CONSEGNA 1: Per favore, restituisci integralmente ogni riga successiva al testo su Voltaire e Dante in cui compare la parola "blurred".

ESTRATTO DEL DOCUMENTO:
Voltaire (François-Marie Arouet)
Filosofo e scrittore francese (Parigi 1694-1778). Nella storia della fortuna di D. in Francia, la critica di V. segna l'estrema punta negativa aggravata dalla durezza di taluni giudizi nonché dall'autorità e dall'eco che ebbero per molto tempo. Soltanto il fedele volterriano La Harpe si dimostrò altrettanto severo verso D., ma il suo, più che altro, è da considerarsi un atteggiamento di riflesso.
Nell'Essai sur la poésie épique (1728) è già evidente l'impossibilità di far rientrare D. in una delle categorie previste per i poeti degni di tal nome. L'autore della Commedia vi è appena citato, mentre vengono nominati altri autori italiani anche minori: il Tasso, il Trissino, l'Andreini (in relazione a Milton) e Scipione Maffei; e vi si fa menzione del Pastor fido del Guarini. In sostanza è lecito presumere che, già a quell'epoca, D. rappresentasse nella capacità di giudizio di V. un fenomeno d'irrazionalità e la Commedia un'opera di cattivo gusto, fuori delle regole del poema epico, definita, in seguito, " bizarre ", qualifica che sarà largamente accettata non solo dai contemporanei ma persino in epoca romantica, magari con la variante di " étrange ", da più di un critico e scrittore francese, ad es. da Chateaubriand. L'ammirazione di V. in fatto di letteratura italiana andò quasi tutta all'Ariosto, sulla cui ironia il filosofo ebbe felici intuizioni, e in parte al Tasso; ma l'Ariosto è addirittura " le premier des poètes italiens et peut-être du monde entier " (EpÎtre à d'Alembert premessa alla tragedia Don Pèdre, 1774), pari a Omero, e " la plus féconde imagination dont la nature ait jamais fait présent à aucun homme " (Lettera a Madame du Deffand, 13 ottobre 1759).

DATI MOSTRATI:
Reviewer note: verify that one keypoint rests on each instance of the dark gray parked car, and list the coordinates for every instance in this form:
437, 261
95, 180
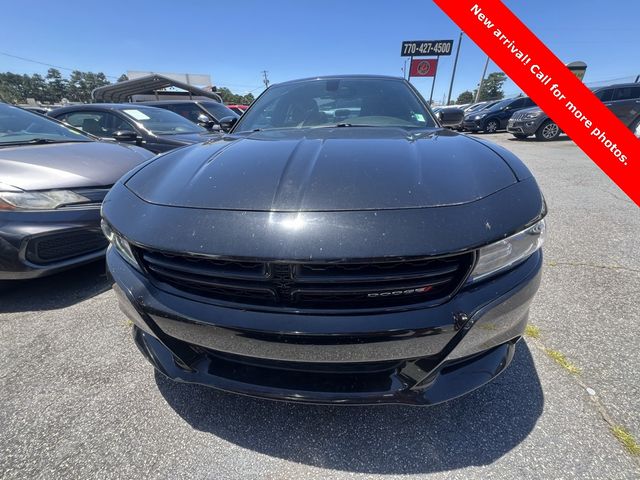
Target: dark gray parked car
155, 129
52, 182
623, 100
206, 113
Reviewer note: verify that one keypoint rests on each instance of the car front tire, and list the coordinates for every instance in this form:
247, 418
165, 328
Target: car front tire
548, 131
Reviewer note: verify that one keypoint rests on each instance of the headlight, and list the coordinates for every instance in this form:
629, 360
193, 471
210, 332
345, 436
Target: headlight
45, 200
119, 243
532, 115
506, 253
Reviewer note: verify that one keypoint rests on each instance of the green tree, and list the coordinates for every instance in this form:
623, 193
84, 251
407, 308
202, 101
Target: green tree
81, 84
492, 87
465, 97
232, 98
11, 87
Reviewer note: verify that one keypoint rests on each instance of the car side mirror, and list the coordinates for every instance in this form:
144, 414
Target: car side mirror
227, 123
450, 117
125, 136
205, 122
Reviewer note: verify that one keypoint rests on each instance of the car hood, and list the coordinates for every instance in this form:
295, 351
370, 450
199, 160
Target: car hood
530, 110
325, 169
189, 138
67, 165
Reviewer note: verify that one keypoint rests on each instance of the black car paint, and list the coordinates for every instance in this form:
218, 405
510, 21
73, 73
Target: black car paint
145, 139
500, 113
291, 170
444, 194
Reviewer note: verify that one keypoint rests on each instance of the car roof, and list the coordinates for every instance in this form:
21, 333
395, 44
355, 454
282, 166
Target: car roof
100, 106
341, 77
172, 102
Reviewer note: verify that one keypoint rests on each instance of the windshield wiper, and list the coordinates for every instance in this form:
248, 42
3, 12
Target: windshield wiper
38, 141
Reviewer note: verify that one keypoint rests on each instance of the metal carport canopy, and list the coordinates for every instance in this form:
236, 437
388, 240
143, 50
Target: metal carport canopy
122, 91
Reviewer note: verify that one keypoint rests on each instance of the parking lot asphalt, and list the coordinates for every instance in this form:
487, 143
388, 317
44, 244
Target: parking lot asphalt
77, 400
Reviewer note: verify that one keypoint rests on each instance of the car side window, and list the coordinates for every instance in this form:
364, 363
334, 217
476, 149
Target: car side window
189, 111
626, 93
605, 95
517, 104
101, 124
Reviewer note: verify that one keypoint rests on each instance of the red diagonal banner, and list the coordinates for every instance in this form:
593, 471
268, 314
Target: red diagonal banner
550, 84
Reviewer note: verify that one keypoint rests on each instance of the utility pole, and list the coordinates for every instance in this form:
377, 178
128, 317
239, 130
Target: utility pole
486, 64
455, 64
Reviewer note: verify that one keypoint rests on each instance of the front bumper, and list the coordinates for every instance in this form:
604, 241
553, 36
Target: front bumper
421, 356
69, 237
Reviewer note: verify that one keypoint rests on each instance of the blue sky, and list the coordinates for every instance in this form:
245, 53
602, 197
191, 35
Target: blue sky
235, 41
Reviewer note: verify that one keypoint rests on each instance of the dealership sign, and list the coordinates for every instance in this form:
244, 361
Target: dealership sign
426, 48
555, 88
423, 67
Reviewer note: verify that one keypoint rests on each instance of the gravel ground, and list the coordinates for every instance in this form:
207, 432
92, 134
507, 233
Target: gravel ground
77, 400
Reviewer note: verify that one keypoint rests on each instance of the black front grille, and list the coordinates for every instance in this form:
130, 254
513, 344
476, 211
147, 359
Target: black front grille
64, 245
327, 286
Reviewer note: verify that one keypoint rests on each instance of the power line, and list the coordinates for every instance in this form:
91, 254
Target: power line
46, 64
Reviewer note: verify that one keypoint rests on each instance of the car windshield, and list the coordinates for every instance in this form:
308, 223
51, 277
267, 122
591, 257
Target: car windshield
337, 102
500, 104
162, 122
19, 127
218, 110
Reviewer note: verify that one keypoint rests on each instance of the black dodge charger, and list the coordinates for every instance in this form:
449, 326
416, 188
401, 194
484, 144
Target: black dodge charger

---

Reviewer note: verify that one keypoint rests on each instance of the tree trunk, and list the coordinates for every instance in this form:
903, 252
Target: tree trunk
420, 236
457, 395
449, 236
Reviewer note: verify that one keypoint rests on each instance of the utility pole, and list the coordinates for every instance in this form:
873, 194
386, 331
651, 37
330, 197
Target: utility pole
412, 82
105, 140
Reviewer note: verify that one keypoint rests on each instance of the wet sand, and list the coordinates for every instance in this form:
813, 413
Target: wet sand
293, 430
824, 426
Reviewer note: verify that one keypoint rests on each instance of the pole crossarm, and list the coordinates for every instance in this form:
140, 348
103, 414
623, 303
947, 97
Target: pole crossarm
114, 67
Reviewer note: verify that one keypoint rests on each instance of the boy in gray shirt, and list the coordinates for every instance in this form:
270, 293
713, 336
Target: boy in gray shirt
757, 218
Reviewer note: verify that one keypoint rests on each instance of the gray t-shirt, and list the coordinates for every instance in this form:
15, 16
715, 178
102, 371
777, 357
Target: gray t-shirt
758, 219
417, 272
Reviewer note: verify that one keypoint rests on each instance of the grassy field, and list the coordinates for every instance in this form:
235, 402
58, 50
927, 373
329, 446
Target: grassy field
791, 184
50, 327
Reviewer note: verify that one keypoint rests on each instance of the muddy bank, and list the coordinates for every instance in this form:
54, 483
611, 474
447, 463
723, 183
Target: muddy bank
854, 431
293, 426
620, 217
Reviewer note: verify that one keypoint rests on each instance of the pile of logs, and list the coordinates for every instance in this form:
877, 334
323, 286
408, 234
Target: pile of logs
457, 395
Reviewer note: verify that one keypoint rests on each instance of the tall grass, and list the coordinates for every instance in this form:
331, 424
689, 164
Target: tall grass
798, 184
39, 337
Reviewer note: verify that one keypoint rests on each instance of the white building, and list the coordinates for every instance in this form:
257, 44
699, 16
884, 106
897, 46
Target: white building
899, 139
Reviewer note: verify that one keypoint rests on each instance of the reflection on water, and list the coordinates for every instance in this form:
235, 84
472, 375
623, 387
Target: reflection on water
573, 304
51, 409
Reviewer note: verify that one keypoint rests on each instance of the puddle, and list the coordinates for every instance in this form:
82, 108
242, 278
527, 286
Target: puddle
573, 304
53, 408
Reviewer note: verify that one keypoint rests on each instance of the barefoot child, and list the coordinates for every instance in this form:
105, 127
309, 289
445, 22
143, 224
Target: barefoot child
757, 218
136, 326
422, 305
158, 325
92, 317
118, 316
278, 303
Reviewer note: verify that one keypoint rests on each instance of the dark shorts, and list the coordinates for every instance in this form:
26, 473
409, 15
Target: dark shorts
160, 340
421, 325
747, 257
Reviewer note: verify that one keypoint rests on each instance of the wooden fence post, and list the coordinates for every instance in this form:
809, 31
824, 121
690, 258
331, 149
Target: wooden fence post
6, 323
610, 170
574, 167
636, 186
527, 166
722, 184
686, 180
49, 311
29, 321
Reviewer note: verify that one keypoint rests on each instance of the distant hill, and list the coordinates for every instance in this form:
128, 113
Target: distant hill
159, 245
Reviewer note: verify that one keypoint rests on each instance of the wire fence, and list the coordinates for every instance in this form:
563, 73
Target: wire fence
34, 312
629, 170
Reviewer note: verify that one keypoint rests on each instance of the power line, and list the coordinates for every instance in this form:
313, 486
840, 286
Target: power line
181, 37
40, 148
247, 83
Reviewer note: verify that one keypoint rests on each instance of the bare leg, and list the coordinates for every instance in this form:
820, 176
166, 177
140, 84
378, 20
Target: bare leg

...

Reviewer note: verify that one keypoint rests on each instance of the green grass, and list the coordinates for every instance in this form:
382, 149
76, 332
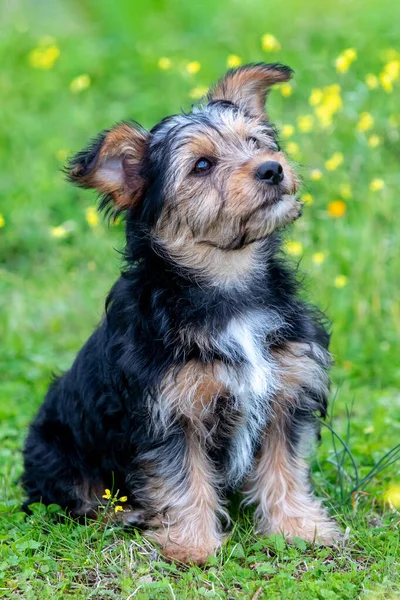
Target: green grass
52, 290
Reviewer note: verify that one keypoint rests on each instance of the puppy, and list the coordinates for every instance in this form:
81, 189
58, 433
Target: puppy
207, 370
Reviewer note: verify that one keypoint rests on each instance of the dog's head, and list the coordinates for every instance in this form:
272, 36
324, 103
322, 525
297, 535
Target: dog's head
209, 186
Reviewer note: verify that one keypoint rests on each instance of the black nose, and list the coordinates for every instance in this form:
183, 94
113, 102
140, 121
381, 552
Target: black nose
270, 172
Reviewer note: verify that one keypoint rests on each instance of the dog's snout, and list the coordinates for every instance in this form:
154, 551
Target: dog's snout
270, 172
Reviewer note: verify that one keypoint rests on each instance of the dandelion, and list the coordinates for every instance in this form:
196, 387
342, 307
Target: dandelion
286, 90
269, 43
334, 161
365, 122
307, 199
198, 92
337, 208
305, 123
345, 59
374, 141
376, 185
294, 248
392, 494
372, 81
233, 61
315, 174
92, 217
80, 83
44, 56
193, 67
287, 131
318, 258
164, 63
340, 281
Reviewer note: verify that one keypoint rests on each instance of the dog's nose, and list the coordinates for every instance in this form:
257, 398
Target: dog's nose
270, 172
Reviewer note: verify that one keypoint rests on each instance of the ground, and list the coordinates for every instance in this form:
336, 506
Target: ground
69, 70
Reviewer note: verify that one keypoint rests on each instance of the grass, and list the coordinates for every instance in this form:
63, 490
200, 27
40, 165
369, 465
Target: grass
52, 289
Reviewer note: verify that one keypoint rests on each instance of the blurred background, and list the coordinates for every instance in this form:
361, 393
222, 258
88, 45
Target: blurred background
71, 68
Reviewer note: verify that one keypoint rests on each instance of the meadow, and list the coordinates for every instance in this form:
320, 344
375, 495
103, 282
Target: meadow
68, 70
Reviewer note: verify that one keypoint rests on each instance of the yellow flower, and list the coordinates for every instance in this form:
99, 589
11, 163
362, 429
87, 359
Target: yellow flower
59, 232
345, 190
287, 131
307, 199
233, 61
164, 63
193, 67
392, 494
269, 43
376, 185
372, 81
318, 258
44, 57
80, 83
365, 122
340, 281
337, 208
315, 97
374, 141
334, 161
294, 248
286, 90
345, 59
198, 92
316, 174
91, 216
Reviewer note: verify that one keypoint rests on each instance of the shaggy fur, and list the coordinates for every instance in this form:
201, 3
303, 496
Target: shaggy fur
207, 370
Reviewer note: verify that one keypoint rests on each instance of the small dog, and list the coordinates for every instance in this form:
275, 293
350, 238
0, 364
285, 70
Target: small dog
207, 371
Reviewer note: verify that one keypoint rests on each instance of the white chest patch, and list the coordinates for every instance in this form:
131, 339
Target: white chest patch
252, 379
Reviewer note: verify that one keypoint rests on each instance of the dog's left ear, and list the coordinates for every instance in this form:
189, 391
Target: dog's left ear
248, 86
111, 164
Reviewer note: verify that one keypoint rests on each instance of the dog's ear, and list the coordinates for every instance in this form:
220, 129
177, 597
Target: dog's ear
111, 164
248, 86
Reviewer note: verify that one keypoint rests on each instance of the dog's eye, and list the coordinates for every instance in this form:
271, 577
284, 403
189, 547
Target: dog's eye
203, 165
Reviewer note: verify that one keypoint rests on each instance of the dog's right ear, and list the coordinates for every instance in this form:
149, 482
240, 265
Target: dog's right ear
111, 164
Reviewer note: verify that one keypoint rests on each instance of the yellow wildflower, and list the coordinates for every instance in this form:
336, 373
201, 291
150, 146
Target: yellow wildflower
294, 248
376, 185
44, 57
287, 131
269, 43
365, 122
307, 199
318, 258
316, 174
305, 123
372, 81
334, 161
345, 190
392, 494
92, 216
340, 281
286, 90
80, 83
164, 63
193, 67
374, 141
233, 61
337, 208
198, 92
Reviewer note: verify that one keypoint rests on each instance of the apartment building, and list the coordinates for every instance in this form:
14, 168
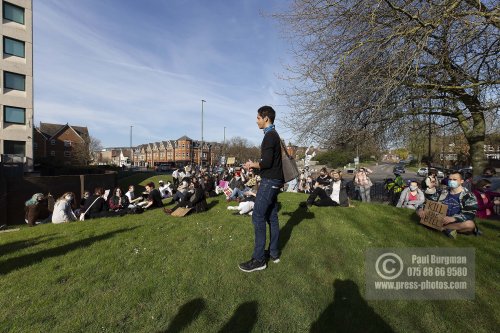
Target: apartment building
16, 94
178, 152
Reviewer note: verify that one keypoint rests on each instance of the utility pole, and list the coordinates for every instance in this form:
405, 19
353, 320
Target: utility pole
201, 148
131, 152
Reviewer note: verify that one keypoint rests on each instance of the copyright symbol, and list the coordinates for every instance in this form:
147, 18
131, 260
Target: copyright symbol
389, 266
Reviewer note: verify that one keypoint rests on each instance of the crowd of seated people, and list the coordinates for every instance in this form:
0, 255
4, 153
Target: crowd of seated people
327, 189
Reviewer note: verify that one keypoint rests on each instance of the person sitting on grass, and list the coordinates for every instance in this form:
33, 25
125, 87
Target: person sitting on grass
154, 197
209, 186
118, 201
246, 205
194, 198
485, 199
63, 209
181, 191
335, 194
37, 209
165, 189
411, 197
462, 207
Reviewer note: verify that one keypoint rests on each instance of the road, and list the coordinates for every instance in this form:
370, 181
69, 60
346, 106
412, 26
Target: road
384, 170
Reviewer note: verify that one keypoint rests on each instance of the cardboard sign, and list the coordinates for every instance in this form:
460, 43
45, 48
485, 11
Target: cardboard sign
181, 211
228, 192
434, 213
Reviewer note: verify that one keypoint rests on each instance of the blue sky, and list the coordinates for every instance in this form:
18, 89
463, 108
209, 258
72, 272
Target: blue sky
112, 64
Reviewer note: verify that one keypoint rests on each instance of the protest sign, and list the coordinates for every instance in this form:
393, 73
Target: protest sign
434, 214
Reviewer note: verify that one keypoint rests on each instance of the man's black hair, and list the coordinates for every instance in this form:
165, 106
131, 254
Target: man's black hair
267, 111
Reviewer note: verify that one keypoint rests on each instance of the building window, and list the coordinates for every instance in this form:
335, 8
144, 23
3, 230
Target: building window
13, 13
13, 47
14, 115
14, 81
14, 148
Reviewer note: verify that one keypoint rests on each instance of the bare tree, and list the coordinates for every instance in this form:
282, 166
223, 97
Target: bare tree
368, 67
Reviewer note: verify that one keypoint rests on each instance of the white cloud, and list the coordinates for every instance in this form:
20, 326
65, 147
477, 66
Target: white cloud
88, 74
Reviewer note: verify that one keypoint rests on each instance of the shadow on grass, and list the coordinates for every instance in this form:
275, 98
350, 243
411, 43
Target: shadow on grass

CONSEGNA 2: Scrivi il seguito del testo su Voltaire e Dante, ripartendo subito dopo la sua ultima frase.

RISULTATO 1:
Reviewer note: verify that one keypoint rests on each instance of the blurred background, and list the coordinates for every instance in this form:
Target: blurred background

RISULTATO 2:
Nel Discours de réception à l'Académie Française (1746), V. afferma: " Il n'est rien que le Dante n'exprimât, à l'exemple des Anciens. Il accoutuma les Italiens à tout dire ". Questo apprezzamento va comunque considerato in rapporto all'ambiente in cui V. faceva il suo ingresso ufficiale. È presumibile pertanto ch'egli si sia avvicinato a D. con un minimo ancora di reverenza, partecipe di una lunga tradizione. Fatto sta che tra i primi documenti di questo interesse stanno le traduzioni, come testimonia egli stesso a cominciare dalla Lettre de M. de V. à l'auteur de la " Bibliothèque Impartiale " datata Potsdam, 5 giugno 1752, nella quale appunto scrive: " j'avais traduit en vers avec soin de grands passages du poète persan Sadi, du Dante, de Pétrarque; et j'avais fait beaucoup de recherches assez curieuses dont je regrette beaucoup la perte ". Motivi che riprende nella lettera A M. de *** professeur en histoire (dicembre 1753), precisando: " J'avais traduit plus de vingt passages assez longs du Dante, de Pétrarque, et de l'Arioste ". Tra l'altro osserva: " les vers du Dante faisaient déjà la gioire de l'Italie, quand il n'y avait aucun bon auteur prosaïque chez nos nations modernes. Il était né dans un temps où les querelles de l'Empire et du sacerdoce avaient laissé dans les États et dans les esprits des plaies profondes. Il était gibelin et persécuté par les guelfes; ainsi il ne faut pas s'étonner s'il exhale à-peu-près ainsi ses chagrins dans son poème ", e ne dà un esempio con 14 versi a rima baciata che traducono tutt'altro che in modo accurato e aderente Pg XVI 106 ss., cioè parte dell'episodio di Marco Lombardo.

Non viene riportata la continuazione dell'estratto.